Saved data entries:
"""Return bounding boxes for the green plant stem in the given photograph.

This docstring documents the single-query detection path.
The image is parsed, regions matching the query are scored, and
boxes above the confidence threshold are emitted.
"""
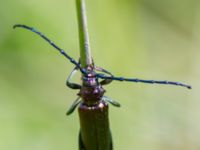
[76,0,92,68]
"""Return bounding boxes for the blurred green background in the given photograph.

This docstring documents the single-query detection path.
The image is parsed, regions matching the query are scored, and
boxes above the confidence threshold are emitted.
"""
[0,0,200,150]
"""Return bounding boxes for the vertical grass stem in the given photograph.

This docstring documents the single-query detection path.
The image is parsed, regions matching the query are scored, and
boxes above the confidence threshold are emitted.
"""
[76,0,92,68]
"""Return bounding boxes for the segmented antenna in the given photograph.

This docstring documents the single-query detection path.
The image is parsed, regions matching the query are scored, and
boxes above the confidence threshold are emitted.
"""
[13,24,192,89]
[97,74,192,89]
[13,24,87,74]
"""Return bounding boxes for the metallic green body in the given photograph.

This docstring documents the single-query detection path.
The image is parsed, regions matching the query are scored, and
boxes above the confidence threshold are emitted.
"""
[78,101,113,150]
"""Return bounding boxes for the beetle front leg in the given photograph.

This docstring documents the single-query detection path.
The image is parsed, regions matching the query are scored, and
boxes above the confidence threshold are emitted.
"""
[66,66,81,89]
[66,97,81,116]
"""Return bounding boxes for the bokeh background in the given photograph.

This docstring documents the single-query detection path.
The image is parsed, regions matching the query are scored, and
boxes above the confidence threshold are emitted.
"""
[0,0,200,150]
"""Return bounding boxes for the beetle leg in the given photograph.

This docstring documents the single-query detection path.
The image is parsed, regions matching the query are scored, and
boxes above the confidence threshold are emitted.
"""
[66,97,81,116]
[94,66,113,85]
[66,66,81,89]
[102,96,120,107]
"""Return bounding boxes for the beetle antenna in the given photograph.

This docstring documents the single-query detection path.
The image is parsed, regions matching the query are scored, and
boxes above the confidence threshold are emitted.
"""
[13,24,86,74]
[97,74,192,89]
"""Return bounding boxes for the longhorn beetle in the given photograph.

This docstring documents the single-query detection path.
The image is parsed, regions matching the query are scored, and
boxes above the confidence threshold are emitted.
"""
[13,24,191,150]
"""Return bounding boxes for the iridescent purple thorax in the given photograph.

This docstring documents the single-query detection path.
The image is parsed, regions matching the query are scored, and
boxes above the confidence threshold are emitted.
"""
[78,66,105,106]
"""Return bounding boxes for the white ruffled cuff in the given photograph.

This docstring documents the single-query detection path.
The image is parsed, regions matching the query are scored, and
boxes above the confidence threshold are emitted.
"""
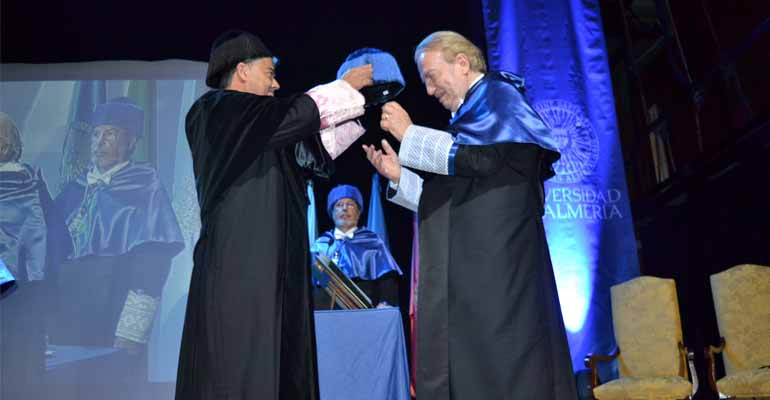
[307,79,365,130]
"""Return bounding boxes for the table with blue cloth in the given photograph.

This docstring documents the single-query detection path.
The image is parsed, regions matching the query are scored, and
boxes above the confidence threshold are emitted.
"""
[315,307,409,400]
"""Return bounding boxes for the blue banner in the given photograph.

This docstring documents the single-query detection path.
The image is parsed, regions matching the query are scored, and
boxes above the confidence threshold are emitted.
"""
[366,173,390,248]
[483,0,639,376]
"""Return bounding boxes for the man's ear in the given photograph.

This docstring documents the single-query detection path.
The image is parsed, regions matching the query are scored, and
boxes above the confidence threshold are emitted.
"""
[455,53,471,72]
[126,135,139,158]
[233,62,249,81]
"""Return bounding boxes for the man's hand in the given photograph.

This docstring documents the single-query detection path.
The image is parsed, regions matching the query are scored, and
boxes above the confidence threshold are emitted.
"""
[380,101,412,142]
[342,64,374,90]
[363,139,401,184]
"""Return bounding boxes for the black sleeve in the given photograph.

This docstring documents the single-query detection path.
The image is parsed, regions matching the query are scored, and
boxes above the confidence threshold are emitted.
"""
[454,143,541,177]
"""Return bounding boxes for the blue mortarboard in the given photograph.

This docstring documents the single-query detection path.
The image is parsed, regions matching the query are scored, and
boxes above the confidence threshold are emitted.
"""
[337,47,405,107]
[91,97,144,137]
[326,185,364,217]
[0,258,16,287]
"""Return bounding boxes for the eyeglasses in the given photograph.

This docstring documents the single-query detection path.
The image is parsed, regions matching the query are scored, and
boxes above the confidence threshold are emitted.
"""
[334,201,358,210]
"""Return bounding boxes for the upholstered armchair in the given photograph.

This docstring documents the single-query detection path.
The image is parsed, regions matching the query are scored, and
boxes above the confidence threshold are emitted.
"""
[706,264,770,399]
[585,276,698,400]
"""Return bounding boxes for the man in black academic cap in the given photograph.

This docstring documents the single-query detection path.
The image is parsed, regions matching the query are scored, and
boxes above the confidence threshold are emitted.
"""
[176,31,372,400]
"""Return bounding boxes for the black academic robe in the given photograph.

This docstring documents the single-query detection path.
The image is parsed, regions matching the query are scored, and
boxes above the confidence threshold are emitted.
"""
[176,90,331,400]
[416,143,576,400]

### Task brief
Reproduce the records verbatim, from the line containing "beetle antenna in the given photograph." through the line containing "[233,62,249,81]", with both of those lines included. Omit the pictures from your output.

### Expected answer
"""Return bounding boxes for the beetle antenna in the given photograph.

This docstring documents the single-query detection path.
The image is parsed, regions matching the query are scored, and
boxes above the confidence threshold are emitted.
"""
[13,24,86,74]
[97,74,192,89]
"""Return bounding boxes for the longhorn beetle in the given photograph.

This docstring documents the single-query detection path.
The image is parsed, regions matching the query are scored, and
boxes above the confidence threshold are emitted.
"""
[13,24,191,150]
"""Return bounding boxes for the iridescent purple thorax in the given photograph.

This docstring documents the single-query detection path.
The image is parsed, regions matching the query are scored, and
boxes above the confidence threshold are emitted.
"""
[78,66,105,106]
"""Return bounding boxes for the white ruffled cuff in the given photograph.

This docstring documents the single-query detection path.
The image is parsed, regions matching the query are scored, and
boxes above the confidence threshold are emitted.
"""
[307,79,365,130]
"""Return bounding boxes for the table with blue cloth in the given photograph.

This docstring documents the single-query detection path.
The image is parsed, regions matching the query are scored, and
boxes above the confidence threshold are emitted.
"""
[315,307,409,400]
"""Return bounding boxes for the blue banner in the given photograph.

This docstring documents the single-query detection path.
The image is parsed, regions matching the query are scored, and
boxes above the confidence threshold are emitted.
"""
[366,173,390,248]
[483,0,639,376]
"""Return bounding boxes for the man's ear in the given photograph.

This docstring documents the single-query detection path.
The image is parsed, regions matching the query are scored, and
boxes above the confidence threshold are emitted.
"""
[455,53,471,72]
[126,135,139,158]
[233,62,249,81]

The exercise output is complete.